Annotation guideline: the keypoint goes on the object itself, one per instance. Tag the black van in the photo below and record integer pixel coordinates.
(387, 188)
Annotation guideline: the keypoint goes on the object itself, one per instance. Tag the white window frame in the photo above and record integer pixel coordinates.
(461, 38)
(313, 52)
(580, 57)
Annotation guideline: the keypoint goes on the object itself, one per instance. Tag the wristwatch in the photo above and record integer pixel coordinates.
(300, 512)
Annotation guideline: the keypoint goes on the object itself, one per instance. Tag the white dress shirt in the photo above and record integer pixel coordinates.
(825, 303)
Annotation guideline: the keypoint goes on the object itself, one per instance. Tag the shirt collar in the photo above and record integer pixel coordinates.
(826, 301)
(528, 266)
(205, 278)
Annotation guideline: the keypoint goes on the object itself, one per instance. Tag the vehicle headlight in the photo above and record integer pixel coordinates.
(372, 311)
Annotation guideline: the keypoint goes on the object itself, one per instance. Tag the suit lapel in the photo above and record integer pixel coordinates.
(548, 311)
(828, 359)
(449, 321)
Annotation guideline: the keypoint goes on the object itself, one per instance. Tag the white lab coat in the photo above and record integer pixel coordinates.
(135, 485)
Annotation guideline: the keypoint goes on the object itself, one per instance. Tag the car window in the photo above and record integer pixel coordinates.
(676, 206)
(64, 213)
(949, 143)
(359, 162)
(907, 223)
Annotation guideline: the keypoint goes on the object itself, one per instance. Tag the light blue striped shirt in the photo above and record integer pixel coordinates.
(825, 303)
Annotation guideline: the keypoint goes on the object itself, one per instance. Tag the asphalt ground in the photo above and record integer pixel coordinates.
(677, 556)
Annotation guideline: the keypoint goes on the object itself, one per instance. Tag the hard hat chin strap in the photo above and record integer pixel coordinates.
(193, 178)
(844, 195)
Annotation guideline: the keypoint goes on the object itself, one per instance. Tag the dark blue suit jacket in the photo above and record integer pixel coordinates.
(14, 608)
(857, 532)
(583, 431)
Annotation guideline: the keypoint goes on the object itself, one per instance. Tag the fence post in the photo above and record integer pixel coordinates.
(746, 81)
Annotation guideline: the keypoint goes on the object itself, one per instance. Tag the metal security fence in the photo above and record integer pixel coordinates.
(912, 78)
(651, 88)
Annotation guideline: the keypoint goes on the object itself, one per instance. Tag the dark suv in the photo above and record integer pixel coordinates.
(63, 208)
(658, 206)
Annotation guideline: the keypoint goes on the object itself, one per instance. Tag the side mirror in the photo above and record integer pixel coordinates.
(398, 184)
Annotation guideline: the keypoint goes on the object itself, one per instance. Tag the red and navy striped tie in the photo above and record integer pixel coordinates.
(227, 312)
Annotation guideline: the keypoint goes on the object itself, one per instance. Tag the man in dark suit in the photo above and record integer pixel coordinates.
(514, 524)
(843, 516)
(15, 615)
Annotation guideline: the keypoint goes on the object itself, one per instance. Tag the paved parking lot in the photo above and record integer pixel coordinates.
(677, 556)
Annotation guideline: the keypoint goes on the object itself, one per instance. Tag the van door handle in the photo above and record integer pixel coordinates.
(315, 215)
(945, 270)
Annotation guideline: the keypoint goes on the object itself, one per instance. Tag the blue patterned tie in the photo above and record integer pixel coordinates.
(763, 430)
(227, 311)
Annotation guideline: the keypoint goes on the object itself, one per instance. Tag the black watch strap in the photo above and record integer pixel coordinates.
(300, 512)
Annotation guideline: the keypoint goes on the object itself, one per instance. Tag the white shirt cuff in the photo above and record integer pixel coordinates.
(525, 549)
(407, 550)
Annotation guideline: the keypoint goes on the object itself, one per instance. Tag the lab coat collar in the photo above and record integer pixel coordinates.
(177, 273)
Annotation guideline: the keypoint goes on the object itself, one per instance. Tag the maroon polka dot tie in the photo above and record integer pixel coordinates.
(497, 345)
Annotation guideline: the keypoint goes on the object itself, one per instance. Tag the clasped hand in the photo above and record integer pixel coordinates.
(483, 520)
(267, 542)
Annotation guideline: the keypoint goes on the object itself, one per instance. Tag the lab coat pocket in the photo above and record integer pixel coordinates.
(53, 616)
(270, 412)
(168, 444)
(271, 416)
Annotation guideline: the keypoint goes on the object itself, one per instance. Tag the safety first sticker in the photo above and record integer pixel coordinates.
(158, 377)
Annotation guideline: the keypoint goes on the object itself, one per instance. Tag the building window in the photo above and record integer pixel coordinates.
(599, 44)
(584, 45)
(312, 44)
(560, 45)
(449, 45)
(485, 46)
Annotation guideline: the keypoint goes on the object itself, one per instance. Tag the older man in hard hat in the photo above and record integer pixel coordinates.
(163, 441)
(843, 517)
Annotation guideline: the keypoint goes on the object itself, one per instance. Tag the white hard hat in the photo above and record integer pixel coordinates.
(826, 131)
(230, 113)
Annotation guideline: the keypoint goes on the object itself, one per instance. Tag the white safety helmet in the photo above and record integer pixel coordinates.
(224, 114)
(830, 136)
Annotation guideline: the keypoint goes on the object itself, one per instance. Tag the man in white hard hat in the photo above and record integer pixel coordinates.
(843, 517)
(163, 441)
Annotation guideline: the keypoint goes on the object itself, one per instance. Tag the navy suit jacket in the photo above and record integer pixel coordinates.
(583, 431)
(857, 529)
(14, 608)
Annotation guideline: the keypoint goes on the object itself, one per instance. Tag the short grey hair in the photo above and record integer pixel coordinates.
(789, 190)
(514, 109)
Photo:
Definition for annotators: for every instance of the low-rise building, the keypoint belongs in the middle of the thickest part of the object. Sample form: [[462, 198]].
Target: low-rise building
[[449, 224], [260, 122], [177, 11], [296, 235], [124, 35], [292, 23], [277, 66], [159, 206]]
※ ※ ※
Return all of the material above line for line, with nothing changed, added, or left out.

Annotation guideline: the keypoint goes on the object itself, one per instance. Tag the black van in the photo below and record integer pixel coordinates.
(387, 188)
Annotation guideline: the keypoint goes on the object itself, one per instance. Tag the white window frame in the photo above and record integer pixel coordinates.
(461, 38)
(313, 52)
(580, 57)
Annotation guideline: the keypoint goes on the object itself, one per instance. Tag the wristwatch in the photo above and record integer pixel coordinates.
(300, 512)
Annotation guideline: the keypoint goes on the object itself, one per instance. Tag the white dress shirt in the photo above and record integer pixel coordinates.
(825, 303)
Annotation guideline: the keypoint goes on the object itself, one per instance. Tag the shirt collar in the photo above and record integer pixel coordinates.
(826, 301)
(528, 266)
(205, 278)
Annotation guideline: the keypoint goes on the object itself, one per instance. Tag the vehicle headlight in the photo above and record integer pixel coordinates.
(372, 311)
Annotation guideline: the keypoint goes on the object itself, one per instance. Tag the suit lapel in the photo above and record integer pixel coordinates.
(548, 311)
(828, 359)
(449, 321)
Annotation guideline: the keypoint goes on the object itself, one per instance. Tag the white lab coat in the photo above and record integer pixel coordinates.
(135, 485)
Annotation guideline: the keypoint goes on the object itself, one per instance. Tag the car window in the photo above and record integer pixel coordinates.
(676, 206)
(64, 213)
(949, 143)
(359, 162)
(907, 223)
Annotation guideline: the keypoint goes on the object itself, one per instance. Tag the light blue striped shirt in the photo above and record integer pixel coordinates.
(825, 303)
Annotation guideline: the keypoint goes on the object itself, one per instance. Tag the asphalt ground in the photo above and record integer pixel coordinates.
(677, 556)
Annotation guideline: the keypoint goes on the object itself, one per instance. Tag the hard hat chin strap in the photo above and record integer pixel coordinates.
(193, 178)
(844, 195)
Annotation guideline: the keypoint goes on the object itself, one per instance. Tag the dark blue suit jacket in the photo above and record integer pixel coordinates.
(14, 608)
(857, 532)
(583, 431)
Annotation guideline: the keypoint goes on the object itself, one per instance. Tag the fence post in the photo above and record integer pixel coordinates.
(746, 81)
Annotation guideline: the keypoint goes on the object itself, one per instance. Tag the metal security fence in the photo above and record integer pixel coordinates.
(912, 78)
(651, 88)
Annotation guideline: the keypoint goes on the object itself, one per instance. Tag the dark suv in the photo above and record integer pixel coordinates.
(63, 208)
(658, 206)
Annotation guideline: the keypoint goes on the object itself, one per instance. Tag the side mirror in the photo above and record integer pixel coordinates.
(398, 184)
Annotation guideline: the keypoint goes on the object itself, one per instance. Tag the red and navy striped tie in the photo above and record integer pixel coordinates.
(227, 312)
Annotation guideline: the keypoint goes on the object itself, one per instance. Tag the man in dark suit in the photo above and record integer pixel coordinates.
(514, 524)
(843, 516)
(15, 615)
Annotation guideline: the keypoint goes on the object itself, one per instance. Tag the paved parking lot in the photo above and record integer pixel coordinates.
(677, 556)
Annotation guideline: the keypoint goes on the object itself, one per instance. Tag the van door handle in the photo above and record integer pixel coordinates.
(315, 215)
(945, 270)
Annotation guideline: the keypoint goes on the object itself, one per instance. Tag the blue patterned tie in the photo above and record integer pixel coordinates.
(763, 430)
(227, 311)
Annotation guideline: the keypoint goes on the object itself, one per instance. Tag the black watch strap in the photo above and record integer pixel coordinates.
(300, 512)
Annotation guideline: the keypoint goes on the object itself, one per instance. Tag the white shirt cuff in the photo above and record integer pixel coordinates.
(525, 549)
(407, 550)
Annotation guideline: the keypoint goes on the object itself, one per instance. Tag the lab coat collar in the photo above and record integer pixel coordinates.
(177, 273)
Annotation guideline: the keypoint goes on the object itself, one per instance. Tag the maroon polka dot tie in the photo above and record integer pixel coordinates.
(497, 345)
Annotation guideline: the keypoint goes on the object itself, one per instance. Tag the clasped hand in the photo above and record integer pixel coordinates.
(483, 520)
(267, 542)
Annotation guideline: the keypoint goes on the object itself, one per instance. Tag the lab coat pocket in the photo above and record integer pixel coordinates.
(53, 616)
(270, 412)
(168, 444)
(271, 416)
Annotation guideline: the keypoint goes on the object itself, one per instance. Tag the safety first sticker in the photo above and record integer pixel coordinates.
(158, 377)
Annotation guideline: the keypoint goes on the object itself, one per instance. Tag the building window in the photo above and record integer pixel coordinates.
(599, 44)
(584, 45)
(312, 44)
(560, 45)
(449, 45)
(485, 46)
Annotation guideline: the keypoint goes on the object itself, one per instance. Tag the older man in hard hat in the photo above and record integer pixel coordinates.
(163, 441)
(843, 517)
Annotation guideline: the keypoint goes on the object itself, one per instance. Tag the white hard hat in the photo above and record integer pixel coordinates.
(826, 131)
(230, 113)
Annotation guideline: the keypoint goes on the object itself, one per instance. Tag the white safety helmet in the photo above and record integer pixel coordinates.
(224, 114)
(830, 136)
Annotation guideline: the keypoint goes on the object itself, one per instance. Tag the man in white hard hat in the photo above and record integer pixel coordinates.
(843, 517)
(163, 441)
Annotation guideline: the keypoint goes on the object itself, one per instance. Tag the navy suit jacket in the photo above and record integer pixel coordinates.
(583, 431)
(857, 529)
(14, 608)
Annotation guideline: the keypoint goes on the object itself, one per instance. Tag the short grey hair in the photo above and record integer pixel coordinates.
(789, 190)
(514, 109)
Photo:
Definition for annotators: for every instance of the low-rise building, the keypoint belongs in the middle of the thickest part of the object. Sample form: [[462, 198]].
Target: low-rise building
[[449, 224], [260, 122], [177, 11], [296, 235], [124, 35], [292, 23], [277, 66], [159, 206]]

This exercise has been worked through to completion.